In this post we discuss the steps taken to solve a problem using data science and artificial intelligence aka the AI project cycle
There are 5 steps in building an AI powered solution . Have a look at the picture below , we discuss each stage one by one.
Understanding the problem statement and business constraints is very important before jumping into developing a solution . Business constraints help you to realize the quality and terms of the desired solution. For example compare two situations , suppose you are building “google translate” , what are the business constraints ?
- Your model needs to understand text data
- the result should be as close as possible and grammatically correct. Slight errors are ignorable.
- The result should be displayed in milliseconds for better user experience.
Now compare it to an AI solution which predicts presence of a certain tumor using CT scans. So how do your business constraints look like now?
- Your model needs to find patterns in image data (pixels)
- The consequences of false predictions can be fatal. Errors can be deadly.
- The result can take an hour to be displayed : “take your time ,just be accurate. “
See how different cases lead to different demands? Also the type of desirable output changes. In the first case you want a text output , in the second case you want a classification , that is to what category a patient belongs ? Healthy or needing diagnosis.
For performing analysis on data first you need to gather data , from reliable data sources. Real life data can be weird and misleading. Human entries are always prone to errors, for example someone mistyping 30.0 as 3.00 . Somebody making spelling mistakes or maybe labelling the data wrong.
Data can be collected from various sources like:
- web pages
- devices like cameras and sensors ( eg. in Autopilots , weather predictions)
- Public surveys /records of purchases, transactions, registrations and more
Once you gather data you need to perform operations like data cleaning to find missing values , to remove useless data and perform basic statistical analysis like drawing plots, comparing different features of the data set and more. The entire process is known as EXPLORATORY DATA ANALYSIS.

Assigned task → Please continue the post on the AI project cycle, picking up right after its last sentence.

Data for review →
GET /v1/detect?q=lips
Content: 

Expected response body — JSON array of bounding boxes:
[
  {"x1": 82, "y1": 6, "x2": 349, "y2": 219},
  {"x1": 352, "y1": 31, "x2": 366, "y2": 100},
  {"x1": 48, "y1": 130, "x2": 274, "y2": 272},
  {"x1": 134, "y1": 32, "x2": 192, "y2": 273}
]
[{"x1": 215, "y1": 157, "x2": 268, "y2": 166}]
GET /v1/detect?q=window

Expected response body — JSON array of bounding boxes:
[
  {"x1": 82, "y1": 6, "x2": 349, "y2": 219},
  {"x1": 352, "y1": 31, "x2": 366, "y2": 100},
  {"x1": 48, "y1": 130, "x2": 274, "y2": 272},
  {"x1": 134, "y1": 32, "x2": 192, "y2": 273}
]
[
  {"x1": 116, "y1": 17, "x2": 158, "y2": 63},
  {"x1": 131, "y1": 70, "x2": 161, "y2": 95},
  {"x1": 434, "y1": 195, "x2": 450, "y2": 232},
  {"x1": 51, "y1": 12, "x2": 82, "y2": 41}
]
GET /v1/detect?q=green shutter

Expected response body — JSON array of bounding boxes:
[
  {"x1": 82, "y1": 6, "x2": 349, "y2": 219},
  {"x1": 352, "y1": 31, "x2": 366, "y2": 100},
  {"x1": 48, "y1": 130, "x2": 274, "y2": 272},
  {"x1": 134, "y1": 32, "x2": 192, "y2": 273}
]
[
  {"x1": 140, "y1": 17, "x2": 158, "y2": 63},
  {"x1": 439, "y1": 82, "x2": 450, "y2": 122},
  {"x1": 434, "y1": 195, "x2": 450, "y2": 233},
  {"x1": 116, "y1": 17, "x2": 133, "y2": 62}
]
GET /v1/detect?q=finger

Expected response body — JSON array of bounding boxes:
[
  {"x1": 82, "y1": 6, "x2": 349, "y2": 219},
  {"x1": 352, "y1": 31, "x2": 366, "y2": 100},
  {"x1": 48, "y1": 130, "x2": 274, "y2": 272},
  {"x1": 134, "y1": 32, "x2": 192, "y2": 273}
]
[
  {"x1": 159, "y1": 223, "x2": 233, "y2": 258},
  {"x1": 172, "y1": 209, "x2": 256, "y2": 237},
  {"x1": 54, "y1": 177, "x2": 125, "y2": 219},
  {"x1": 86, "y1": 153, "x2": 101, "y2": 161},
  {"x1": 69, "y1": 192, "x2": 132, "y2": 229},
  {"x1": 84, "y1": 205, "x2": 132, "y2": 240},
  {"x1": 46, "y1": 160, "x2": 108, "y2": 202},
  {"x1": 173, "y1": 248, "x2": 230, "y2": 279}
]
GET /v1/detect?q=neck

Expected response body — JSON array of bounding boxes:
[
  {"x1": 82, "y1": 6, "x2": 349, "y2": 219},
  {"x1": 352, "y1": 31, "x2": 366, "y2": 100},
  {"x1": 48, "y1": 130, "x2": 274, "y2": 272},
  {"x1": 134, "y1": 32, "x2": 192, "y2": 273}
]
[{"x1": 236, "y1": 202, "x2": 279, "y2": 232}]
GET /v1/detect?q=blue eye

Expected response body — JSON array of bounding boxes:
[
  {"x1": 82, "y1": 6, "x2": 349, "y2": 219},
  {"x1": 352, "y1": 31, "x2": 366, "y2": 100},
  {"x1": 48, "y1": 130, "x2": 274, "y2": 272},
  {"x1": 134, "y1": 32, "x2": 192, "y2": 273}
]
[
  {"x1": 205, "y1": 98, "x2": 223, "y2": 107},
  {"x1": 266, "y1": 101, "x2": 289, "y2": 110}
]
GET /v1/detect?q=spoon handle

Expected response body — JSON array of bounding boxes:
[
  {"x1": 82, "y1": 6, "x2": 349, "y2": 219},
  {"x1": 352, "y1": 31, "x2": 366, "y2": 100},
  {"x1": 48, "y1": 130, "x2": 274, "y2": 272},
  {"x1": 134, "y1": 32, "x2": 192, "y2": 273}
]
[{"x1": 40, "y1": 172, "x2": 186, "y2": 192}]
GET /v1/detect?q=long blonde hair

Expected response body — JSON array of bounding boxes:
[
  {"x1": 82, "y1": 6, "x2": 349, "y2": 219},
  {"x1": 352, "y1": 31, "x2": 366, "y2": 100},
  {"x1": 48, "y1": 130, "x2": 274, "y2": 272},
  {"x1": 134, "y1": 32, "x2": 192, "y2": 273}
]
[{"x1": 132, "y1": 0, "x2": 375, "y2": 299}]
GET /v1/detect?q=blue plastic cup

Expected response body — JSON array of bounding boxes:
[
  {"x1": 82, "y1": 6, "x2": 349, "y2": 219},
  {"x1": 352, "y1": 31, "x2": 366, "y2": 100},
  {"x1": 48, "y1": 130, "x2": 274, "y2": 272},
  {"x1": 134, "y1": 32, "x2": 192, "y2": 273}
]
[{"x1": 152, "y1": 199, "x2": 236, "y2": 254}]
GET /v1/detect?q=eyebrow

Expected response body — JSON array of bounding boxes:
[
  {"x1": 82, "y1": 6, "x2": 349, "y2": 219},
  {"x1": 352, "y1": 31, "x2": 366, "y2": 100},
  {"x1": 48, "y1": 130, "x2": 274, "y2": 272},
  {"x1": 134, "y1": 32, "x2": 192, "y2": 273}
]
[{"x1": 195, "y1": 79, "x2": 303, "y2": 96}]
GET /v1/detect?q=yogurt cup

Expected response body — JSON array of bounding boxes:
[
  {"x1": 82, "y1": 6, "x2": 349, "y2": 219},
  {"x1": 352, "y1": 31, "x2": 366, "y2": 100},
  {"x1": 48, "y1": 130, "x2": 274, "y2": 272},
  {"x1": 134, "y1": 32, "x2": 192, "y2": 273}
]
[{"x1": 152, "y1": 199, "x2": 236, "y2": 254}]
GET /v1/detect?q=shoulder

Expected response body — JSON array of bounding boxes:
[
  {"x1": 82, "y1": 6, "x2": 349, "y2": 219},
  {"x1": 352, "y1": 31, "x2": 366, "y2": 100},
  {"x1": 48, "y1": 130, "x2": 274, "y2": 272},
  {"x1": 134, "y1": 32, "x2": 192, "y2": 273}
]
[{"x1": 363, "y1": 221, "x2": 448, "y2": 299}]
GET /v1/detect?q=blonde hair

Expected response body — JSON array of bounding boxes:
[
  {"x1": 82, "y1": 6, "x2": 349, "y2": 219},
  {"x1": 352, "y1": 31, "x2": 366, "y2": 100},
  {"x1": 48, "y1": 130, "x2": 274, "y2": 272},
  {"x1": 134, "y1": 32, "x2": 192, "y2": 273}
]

Response to the task →
It helps to see which features are more important and what is the overall trend of the data that you have. For example suppose you have a data set which has the features of a house ( like number of bedrooms , bathrooms , floor area etc.) and the final market price of the house.
You would expect the house price to vary linearly with data in smaller cities and it may vary quadratically in metro-politan areas depending on location . A sea facing duplex near marine drive in Mumbai will be way more expensive than a duplex located in a rural area.
Now having cleaned the data and understanding the basic trends , a data scientist tries to formulate an approximate mathematical relation between features and the final market price. We use feature importances in deciding the final price.
The ability to mathematically describe the
relationship between parameters is the heart of every AI model.
The final task is to test the trained AI model on new real life data and see how it is performing. According to problem statement different “loss functions” are used to see how much error our model is making. The purpose of these functions is to provide a mathematical estimate as to how far we are from making correct predictions
Finally if the model performs well on unseen new data , the deployment( using it as service on internet applications) stage is started.